## Exercise requirements
Please rewrite the records below, swapping "mask" for "region" everywhere it occurs and leaving everything else unchanged.

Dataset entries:
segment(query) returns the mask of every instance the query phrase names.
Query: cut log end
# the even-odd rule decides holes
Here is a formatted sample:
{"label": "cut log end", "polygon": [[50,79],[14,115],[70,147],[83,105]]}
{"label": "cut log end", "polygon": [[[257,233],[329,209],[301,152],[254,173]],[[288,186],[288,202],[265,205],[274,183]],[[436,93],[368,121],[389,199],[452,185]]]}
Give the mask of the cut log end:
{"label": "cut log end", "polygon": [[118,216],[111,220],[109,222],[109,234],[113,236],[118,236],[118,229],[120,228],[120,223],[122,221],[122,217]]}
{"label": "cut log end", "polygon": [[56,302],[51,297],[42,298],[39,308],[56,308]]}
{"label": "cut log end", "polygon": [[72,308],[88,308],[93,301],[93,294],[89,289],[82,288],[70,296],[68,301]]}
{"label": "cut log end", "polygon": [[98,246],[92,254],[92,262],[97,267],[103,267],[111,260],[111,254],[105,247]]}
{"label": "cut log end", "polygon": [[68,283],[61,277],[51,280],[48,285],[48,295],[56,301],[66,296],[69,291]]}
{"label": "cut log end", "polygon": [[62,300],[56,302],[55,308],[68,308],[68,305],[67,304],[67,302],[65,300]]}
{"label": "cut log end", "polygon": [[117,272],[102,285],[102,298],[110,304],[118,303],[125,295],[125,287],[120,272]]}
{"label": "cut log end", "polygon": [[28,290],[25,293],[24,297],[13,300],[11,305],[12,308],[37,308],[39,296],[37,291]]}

## Exercise answer
segment(query) returns the region of every instance the query phrase names.
Query: cut log end
# the even-odd rule decides holes
Here is a formatted sample:
{"label": "cut log end", "polygon": [[50,79],[14,115],[70,147],[83,105]]}
{"label": "cut log end", "polygon": [[[257,233],[329,209],[301,152],[254,173]],[[288,186],[288,202],[265,205],[274,183]],[[436,93],[368,121],[389,199],[452,185]]]}
Give the region of the cut log end:
{"label": "cut log end", "polygon": [[118,216],[111,220],[109,222],[109,234],[113,236],[118,236],[118,229],[120,228],[120,223],[122,221],[122,217]]}
{"label": "cut log end", "polygon": [[56,302],[51,297],[42,298],[39,308],[56,308]]}
{"label": "cut log end", "polygon": [[72,308],[88,308],[93,301],[93,294],[89,289],[82,288],[70,296],[68,301]]}
{"label": "cut log end", "polygon": [[98,246],[92,254],[92,262],[97,267],[103,267],[111,260],[111,254],[105,247]]}
{"label": "cut log end", "polygon": [[68,283],[61,277],[51,280],[48,285],[48,295],[56,301],[66,296],[69,291]]}
{"label": "cut log end", "polygon": [[62,300],[56,302],[55,308],[68,308],[68,305],[67,304],[67,302],[65,300]]}
{"label": "cut log end", "polygon": [[117,272],[102,285],[102,298],[110,304],[118,303],[125,295],[125,287],[120,272]]}
{"label": "cut log end", "polygon": [[28,290],[25,293],[24,297],[13,300],[11,305],[12,308],[37,308],[39,296],[37,291]]}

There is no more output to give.